◆ **Document segment**
****************

Abstract

Fiction writers increasingly face controversy if they write about characters who don’t reflect their personal experience.
Drake worked on her new draft with “sensitivity readers”, to whom publishers are increasingly turning in order to vet manuscripts for, as the Writing in the Margins database puts it, “internalised bias and negatively charged language”. They also look at “issues of representation” across fields from disability to – as in Drake’s case – race.
Writers and publishers tread a thorny path between the vital drive for more diverse representation in literature and the charged atmosphere online, where public outcry follows accusations of cultural appropriation.
Does this mean that novelists shouldn’t tackle “other” voices? Does it mean that acclaimed titles of the past would be received differently today?
Francine Prose
FRANCINE PROSE, NOVELIST and former president of the PEN American Center, had the disconcerting experience of being able to see exactly what would happen if her novel Blue Angel, which was nominated for the National Book Award and published to great acclaim in 2000, were to be submitted to publishers today. A film based on the book, Submission, was released this year: “Movie About Student-Teacher Affair Fails Gender Politics 101,” screamed the headline in Rolling Stone in response.

****************

◆ **Supplied records**
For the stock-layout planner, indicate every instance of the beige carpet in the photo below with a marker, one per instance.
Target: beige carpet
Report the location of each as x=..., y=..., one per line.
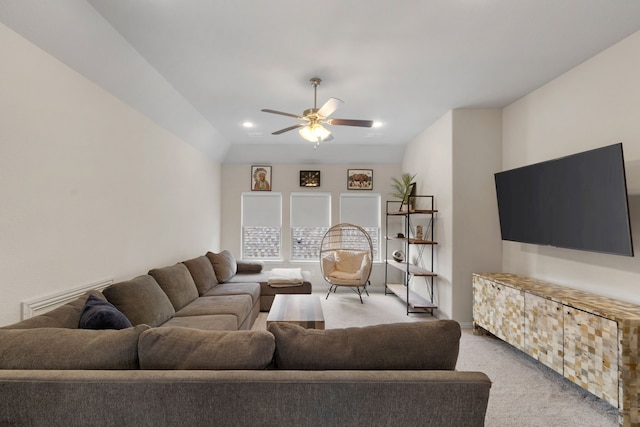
x=524, y=393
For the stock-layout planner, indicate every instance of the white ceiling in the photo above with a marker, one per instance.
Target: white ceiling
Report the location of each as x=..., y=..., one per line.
x=201, y=68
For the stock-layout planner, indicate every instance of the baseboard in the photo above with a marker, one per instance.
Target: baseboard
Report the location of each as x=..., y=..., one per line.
x=41, y=305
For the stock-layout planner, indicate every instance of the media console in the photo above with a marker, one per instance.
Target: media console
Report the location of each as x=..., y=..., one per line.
x=590, y=339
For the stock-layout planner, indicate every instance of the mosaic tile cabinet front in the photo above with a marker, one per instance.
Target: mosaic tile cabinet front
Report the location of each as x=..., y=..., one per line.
x=590, y=339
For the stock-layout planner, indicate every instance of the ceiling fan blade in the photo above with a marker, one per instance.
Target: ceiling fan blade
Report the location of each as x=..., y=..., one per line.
x=278, y=132
x=350, y=122
x=329, y=107
x=266, y=110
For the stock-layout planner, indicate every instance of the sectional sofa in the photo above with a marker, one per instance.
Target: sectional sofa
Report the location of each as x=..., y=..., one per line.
x=187, y=358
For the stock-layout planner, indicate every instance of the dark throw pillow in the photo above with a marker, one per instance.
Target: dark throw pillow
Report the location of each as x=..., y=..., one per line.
x=99, y=314
x=224, y=264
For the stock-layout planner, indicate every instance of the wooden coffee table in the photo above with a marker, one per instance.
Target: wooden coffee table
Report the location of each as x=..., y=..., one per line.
x=300, y=309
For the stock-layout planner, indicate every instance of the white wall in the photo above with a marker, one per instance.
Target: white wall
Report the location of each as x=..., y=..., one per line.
x=89, y=188
x=285, y=179
x=430, y=156
x=593, y=105
x=455, y=160
x=477, y=144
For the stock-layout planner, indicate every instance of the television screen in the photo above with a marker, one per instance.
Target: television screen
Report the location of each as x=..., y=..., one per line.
x=577, y=202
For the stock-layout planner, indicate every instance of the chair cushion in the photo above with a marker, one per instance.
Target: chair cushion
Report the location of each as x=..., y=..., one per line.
x=349, y=261
x=60, y=348
x=419, y=345
x=224, y=264
x=100, y=314
x=142, y=300
x=187, y=348
x=177, y=283
x=203, y=274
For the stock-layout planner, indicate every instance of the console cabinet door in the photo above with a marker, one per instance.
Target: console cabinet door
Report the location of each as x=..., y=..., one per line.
x=499, y=309
x=591, y=353
x=510, y=309
x=483, y=299
x=543, y=331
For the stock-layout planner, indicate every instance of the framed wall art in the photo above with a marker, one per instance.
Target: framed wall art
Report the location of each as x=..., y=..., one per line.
x=359, y=179
x=309, y=178
x=260, y=178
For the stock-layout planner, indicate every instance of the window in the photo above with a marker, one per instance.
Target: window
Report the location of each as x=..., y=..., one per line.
x=310, y=220
x=261, y=226
x=363, y=210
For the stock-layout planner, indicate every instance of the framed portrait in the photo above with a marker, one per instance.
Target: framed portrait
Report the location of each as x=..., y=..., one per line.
x=359, y=179
x=260, y=178
x=309, y=178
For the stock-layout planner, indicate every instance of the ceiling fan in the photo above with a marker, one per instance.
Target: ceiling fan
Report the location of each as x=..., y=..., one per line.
x=312, y=129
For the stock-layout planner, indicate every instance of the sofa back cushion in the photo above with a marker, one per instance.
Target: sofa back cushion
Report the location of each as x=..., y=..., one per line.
x=141, y=300
x=187, y=348
x=416, y=346
x=224, y=264
x=203, y=274
x=177, y=283
x=65, y=316
x=60, y=348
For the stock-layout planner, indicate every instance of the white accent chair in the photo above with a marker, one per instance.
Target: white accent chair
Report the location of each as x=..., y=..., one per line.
x=346, y=258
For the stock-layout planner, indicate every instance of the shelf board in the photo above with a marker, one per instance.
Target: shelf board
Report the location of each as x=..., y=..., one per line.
x=414, y=211
x=415, y=300
x=413, y=241
x=413, y=269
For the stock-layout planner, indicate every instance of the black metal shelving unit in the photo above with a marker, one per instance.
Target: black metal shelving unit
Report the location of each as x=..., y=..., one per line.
x=419, y=207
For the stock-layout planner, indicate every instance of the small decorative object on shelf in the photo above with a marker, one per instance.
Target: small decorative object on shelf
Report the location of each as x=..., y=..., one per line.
x=403, y=189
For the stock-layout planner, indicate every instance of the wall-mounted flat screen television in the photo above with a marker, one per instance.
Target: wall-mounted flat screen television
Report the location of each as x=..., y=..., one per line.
x=577, y=202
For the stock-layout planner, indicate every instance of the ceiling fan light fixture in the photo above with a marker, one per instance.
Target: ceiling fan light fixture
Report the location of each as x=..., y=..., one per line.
x=314, y=133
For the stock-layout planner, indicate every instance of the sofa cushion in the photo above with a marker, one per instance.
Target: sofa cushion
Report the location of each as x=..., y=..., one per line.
x=249, y=266
x=65, y=316
x=420, y=345
x=209, y=322
x=252, y=289
x=177, y=283
x=60, y=348
x=203, y=274
x=142, y=300
x=100, y=314
x=237, y=305
x=224, y=264
x=187, y=348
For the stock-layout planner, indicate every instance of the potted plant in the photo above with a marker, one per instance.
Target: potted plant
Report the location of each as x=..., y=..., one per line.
x=402, y=188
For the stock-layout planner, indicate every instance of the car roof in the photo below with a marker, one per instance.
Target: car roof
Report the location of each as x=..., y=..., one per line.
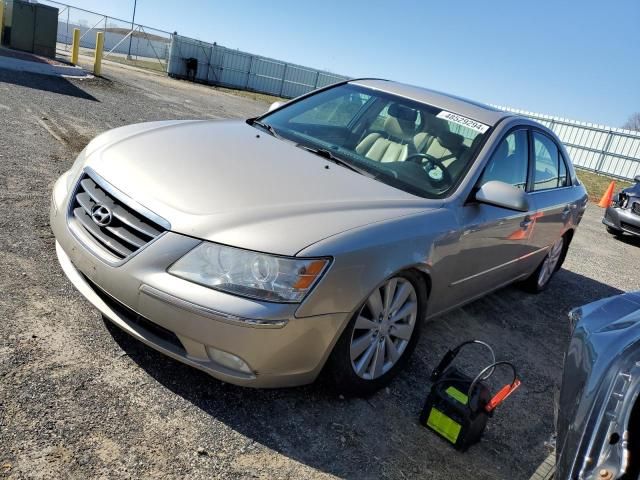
x=468, y=108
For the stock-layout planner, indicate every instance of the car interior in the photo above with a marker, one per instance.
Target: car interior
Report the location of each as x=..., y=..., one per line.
x=403, y=141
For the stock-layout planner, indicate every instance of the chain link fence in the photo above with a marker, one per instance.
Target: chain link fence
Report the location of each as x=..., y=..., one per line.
x=124, y=41
x=598, y=148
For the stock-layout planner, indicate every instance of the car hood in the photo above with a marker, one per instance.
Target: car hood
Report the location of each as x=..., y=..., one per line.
x=603, y=342
x=228, y=182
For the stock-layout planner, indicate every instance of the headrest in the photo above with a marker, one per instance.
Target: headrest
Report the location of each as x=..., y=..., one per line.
x=503, y=150
x=435, y=125
x=451, y=141
x=401, y=129
x=403, y=113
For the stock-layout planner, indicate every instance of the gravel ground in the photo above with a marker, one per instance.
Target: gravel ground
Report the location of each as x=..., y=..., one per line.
x=80, y=399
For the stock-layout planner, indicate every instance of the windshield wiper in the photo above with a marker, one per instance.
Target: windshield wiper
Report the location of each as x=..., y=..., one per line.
x=328, y=154
x=266, y=127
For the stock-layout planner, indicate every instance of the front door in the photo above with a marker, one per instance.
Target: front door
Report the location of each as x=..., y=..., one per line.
x=548, y=187
x=494, y=241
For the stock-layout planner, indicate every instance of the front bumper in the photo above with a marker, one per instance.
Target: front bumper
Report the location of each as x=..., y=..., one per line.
x=622, y=219
x=186, y=321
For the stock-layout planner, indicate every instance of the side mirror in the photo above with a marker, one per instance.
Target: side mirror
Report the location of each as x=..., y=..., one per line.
x=275, y=105
x=503, y=195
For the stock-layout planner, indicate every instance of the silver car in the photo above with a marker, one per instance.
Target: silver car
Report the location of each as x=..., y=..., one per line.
x=318, y=236
x=599, y=406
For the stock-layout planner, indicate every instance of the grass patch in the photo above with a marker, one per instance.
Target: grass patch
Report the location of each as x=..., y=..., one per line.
x=260, y=97
x=596, y=184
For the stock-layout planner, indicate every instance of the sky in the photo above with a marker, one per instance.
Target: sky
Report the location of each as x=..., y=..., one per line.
x=574, y=59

****************

◆ **Exercises to complete**
1. According to the article on sensitivity readers, in what year was Blue Angel published?
2. Copy the stretch of the rows from the line containing "of the sectional" through the line containing "x=300, y=309", substituting "corner couch" for "sectional sofa" and leaving everything else unchanged. Give only those lines.
The article on sensitivity readers and the rows come from separate sources.

◆ **Task solutions**
1. 2000

2.
For the stock-layout planner, indicate every instance of the corner couch in the photo above with a marker, one per instance.
Target: corner couch
Report the location of each as x=..., y=..., one per line.
x=187, y=358
For the stock-layout planner, indicate every instance of the dark throw pillow in the photo above with a marker, one per instance.
Target: dark throw pillow
Report the location of each as x=..., y=..., one per line.
x=99, y=314
x=224, y=264
For the stock-layout planner, indicate every instance of the wooden coffee table in the photo above with a marker, one per instance.
Target: wooden coffee table
Report the location of each as x=..., y=..., one per line.
x=300, y=309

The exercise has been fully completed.